**Problem:** Reproduce the material verbatim, starting at the line that contains "target | white dryer" and ending at the end of the material.

**Data shown:**
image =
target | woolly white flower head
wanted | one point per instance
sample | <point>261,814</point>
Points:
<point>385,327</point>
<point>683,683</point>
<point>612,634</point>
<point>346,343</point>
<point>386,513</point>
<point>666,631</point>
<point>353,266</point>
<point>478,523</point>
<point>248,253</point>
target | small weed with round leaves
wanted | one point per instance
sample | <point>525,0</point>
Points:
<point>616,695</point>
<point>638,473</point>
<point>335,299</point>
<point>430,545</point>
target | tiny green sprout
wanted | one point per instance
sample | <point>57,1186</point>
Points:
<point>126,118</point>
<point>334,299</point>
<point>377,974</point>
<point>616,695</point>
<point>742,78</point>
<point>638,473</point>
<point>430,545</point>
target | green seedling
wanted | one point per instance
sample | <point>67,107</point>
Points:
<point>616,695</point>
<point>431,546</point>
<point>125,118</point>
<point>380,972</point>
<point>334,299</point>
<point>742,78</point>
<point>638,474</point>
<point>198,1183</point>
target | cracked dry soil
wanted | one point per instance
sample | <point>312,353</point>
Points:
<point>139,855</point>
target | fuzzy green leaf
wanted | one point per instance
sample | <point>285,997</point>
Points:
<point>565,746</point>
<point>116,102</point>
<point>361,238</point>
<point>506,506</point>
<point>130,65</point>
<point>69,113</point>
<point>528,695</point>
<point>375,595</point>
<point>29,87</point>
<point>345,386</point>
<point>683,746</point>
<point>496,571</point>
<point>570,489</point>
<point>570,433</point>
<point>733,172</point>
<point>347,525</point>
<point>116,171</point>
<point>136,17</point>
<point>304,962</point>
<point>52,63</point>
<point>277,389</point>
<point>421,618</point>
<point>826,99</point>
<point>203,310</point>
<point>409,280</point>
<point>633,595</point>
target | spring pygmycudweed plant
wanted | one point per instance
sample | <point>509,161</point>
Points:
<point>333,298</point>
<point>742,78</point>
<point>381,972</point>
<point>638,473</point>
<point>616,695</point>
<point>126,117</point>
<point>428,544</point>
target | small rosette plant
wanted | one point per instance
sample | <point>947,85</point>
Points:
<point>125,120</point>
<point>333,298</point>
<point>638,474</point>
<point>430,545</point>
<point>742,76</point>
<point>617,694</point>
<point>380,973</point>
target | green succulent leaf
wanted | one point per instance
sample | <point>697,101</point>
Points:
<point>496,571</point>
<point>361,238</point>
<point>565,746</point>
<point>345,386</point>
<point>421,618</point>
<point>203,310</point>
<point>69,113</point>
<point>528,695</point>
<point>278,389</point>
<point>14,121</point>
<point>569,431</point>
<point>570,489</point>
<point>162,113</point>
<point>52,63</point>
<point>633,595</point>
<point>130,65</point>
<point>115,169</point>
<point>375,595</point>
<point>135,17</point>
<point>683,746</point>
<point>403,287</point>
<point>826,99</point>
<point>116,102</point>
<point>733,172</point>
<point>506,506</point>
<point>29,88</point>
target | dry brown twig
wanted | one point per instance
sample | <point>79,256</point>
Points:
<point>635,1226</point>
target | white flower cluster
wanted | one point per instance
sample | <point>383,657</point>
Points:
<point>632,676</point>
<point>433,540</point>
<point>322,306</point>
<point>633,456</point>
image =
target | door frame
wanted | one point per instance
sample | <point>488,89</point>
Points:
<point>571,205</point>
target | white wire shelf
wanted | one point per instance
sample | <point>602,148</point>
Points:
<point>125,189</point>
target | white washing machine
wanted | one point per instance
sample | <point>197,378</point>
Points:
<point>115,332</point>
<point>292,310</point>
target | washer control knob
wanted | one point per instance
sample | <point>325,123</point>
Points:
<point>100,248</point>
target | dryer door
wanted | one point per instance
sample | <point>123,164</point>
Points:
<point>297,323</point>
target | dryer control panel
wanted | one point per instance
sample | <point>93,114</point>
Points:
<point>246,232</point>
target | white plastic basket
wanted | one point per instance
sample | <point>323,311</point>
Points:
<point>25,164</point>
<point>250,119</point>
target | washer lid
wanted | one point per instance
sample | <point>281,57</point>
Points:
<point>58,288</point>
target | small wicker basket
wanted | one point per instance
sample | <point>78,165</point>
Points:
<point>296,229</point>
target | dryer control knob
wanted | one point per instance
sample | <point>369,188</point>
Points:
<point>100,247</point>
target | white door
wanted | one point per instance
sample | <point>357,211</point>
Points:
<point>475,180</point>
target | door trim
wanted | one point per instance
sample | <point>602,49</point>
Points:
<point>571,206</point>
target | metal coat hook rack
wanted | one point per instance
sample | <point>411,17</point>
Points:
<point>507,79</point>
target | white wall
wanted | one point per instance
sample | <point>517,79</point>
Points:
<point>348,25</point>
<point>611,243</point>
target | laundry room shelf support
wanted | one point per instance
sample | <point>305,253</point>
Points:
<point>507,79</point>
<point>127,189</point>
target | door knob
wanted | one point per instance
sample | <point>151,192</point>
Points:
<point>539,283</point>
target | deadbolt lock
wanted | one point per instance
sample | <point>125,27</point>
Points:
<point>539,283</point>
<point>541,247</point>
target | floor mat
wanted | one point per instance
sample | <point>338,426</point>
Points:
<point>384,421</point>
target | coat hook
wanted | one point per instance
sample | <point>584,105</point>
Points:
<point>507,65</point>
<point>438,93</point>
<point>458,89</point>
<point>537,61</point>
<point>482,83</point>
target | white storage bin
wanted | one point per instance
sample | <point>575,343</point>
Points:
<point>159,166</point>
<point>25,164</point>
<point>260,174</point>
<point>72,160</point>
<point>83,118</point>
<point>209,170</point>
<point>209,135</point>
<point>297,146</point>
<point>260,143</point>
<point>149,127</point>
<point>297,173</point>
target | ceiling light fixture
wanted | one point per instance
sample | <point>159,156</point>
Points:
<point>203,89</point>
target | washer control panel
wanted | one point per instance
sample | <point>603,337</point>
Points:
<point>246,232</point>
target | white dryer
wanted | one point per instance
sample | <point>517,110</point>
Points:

**Exercise response:**
target | white dryer
wanted | one point per instance
sample | <point>517,110</point>
Points:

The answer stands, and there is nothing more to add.